→ **PROBLEM TO WORK ON**
Restate the records that follow word for word; no pictures should appear.

→ **DATASET RECORDS**
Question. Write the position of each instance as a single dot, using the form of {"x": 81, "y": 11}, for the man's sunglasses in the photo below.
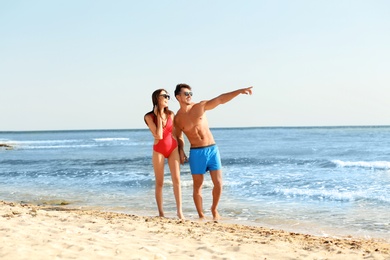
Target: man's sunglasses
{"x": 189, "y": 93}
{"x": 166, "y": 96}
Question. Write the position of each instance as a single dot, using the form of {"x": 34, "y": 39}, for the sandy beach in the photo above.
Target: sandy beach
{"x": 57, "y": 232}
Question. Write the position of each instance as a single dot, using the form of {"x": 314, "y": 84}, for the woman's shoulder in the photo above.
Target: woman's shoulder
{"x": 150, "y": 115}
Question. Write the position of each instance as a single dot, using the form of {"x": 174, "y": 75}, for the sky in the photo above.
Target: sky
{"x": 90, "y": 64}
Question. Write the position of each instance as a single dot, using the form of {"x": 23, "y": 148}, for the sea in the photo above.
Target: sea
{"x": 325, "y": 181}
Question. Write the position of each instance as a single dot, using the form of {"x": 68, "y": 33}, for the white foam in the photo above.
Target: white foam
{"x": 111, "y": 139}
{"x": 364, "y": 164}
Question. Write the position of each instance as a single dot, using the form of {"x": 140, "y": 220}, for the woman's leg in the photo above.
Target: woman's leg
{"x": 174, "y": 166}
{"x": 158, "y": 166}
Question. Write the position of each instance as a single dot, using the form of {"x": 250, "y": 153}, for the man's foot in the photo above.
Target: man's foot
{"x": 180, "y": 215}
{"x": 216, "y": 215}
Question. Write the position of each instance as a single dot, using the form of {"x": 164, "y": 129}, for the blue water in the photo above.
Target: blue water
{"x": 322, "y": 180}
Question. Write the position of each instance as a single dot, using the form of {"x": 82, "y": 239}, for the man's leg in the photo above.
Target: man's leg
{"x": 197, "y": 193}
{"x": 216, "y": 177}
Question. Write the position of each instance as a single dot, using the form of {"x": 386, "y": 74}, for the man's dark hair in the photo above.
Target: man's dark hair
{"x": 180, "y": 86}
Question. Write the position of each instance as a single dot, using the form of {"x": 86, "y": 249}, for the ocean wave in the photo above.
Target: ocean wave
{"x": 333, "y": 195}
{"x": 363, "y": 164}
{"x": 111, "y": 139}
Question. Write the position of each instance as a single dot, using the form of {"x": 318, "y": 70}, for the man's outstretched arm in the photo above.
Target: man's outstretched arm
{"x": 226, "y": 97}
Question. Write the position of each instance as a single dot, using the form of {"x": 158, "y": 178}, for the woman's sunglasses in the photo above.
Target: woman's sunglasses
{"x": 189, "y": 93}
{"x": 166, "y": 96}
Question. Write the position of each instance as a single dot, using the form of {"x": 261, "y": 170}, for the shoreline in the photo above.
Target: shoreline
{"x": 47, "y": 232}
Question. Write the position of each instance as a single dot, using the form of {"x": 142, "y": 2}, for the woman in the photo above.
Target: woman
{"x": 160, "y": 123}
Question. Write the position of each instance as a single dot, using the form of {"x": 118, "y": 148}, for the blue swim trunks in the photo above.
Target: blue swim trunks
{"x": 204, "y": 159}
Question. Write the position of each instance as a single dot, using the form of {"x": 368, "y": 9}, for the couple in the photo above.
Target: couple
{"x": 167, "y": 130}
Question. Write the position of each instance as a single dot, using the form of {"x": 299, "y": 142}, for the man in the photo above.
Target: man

→ **COMPLETED TASK**
Question. Write the position of each instance as a single dot, using the form of {"x": 81, "y": 11}, for the man's sunglasses in the photo below.
Target: man's sunglasses
{"x": 189, "y": 93}
{"x": 166, "y": 96}
Question. Write the position of each instance as a single dot, using the form of {"x": 34, "y": 39}, for the sandy beach in the photo above.
Target: sandy beach
{"x": 57, "y": 232}
Question. Write the position of each instance as a single dot, using the form of {"x": 314, "y": 84}, for the woman's shoulder in the photo above.
Target: woman's shoulder
{"x": 150, "y": 115}
Question. Write the position of each instance as a single dot, using the form of {"x": 174, "y": 75}, for the sky in the photo above.
Target: sky
{"x": 90, "y": 64}
Question. Write the position of each instance as a single dot, using the form of {"x": 23, "y": 148}, for the sea in the photo above.
Target: sea
{"x": 325, "y": 181}
Question. Write the position of each instance as a single dot, using the form of {"x": 68, "y": 33}, for the white foam in the photo above.
Target: white foam
{"x": 111, "y": 139}
{"x": 364, "y": 164}
Question. Write the position of each instance as a single dot, using the form of {"x": 140, "y": 220}, for the woman's leg in the photo above.
Target: woman's leg
{"x": 174, "y": 166}
{"x": 158, "y": 166}
Question. Write the position of each instance as a single dot, using the form of {"x": 250, "y": 153}, for the man's foot in the photo above.
Target: man's foot
{"x": 180, "y": 215}
{"x": 216, "y": 215}
Question. Write the position of each instance as a single dot, using the form of {"x": 164, "y": 129}, for the blue water in the photo above.
Target: blue water
{"x": 322, "y": 180}
Question. Write the position of each instance as a single dot, using the form of {"x": 82, "y": 239}, for the man's leg in the photo above.
Target: man's leg
{"x": 197, "y": 193}
{"x": 216, "y": 177}
Question. Write the position of each instance as a single dot, using the form of {"x": 386, "y": 74}, for the man's dark hair in the photo above.
Target: man's dark hair
{"x": 180, "y": 86}
Question. Write the position of each instance as a single dot, using the form of {"x": 86, "y": 249}, for the ocean wave in the photo above.
Target: ocean wave
{"x": 333, "y": 195}
{"x": 363, "y": 164}
{"x": 111, "y": 139}
Question. Write the position of each instance as a single dot, using the form of {"x": 318, "y": 70}, for the man's outstretched arm in the photo above.
Target: man's outstretched arm
{"x": 226, "y": 97}
Question. Write the position of each instance as a single dot, using the form of {"x": 158, "y": 178}, for the woman's sunglasses in the photo above.
Target: woman's sunglasses
{"x": 189, "y": 93}
{"x": 166, "y": 96}
Question. Write the position of each instance as a single dot, using the form of {"x": 261, "y": 170}, for the shoreline in the photo above.
Target: shoreline
{"x": 47, "y": 232}
Question. Write the position of each instance as a single dot, using the form of {"x": 142, "y": 2}, for the woman in the photo above.
Target: woman
{"x": 160, "y": 123}
Question. Write the position of each instance as a single dot, using the form of {"x": 118, "y": 148}, for the blue swim trunks in the photo above.
Target: blue swim trunks
{"x": 204, "y": 159}
Question. Write the position of each instance as a single dot, using the form of {"x": 368, "y": 9}, for the couple in the photo above.
Target: couple
{"x": 167, "y": 130}
Question. Write the position of each instance as a single dot, using the form of {"x": 299, "y": 142}, for the man in the photo above.
Target: man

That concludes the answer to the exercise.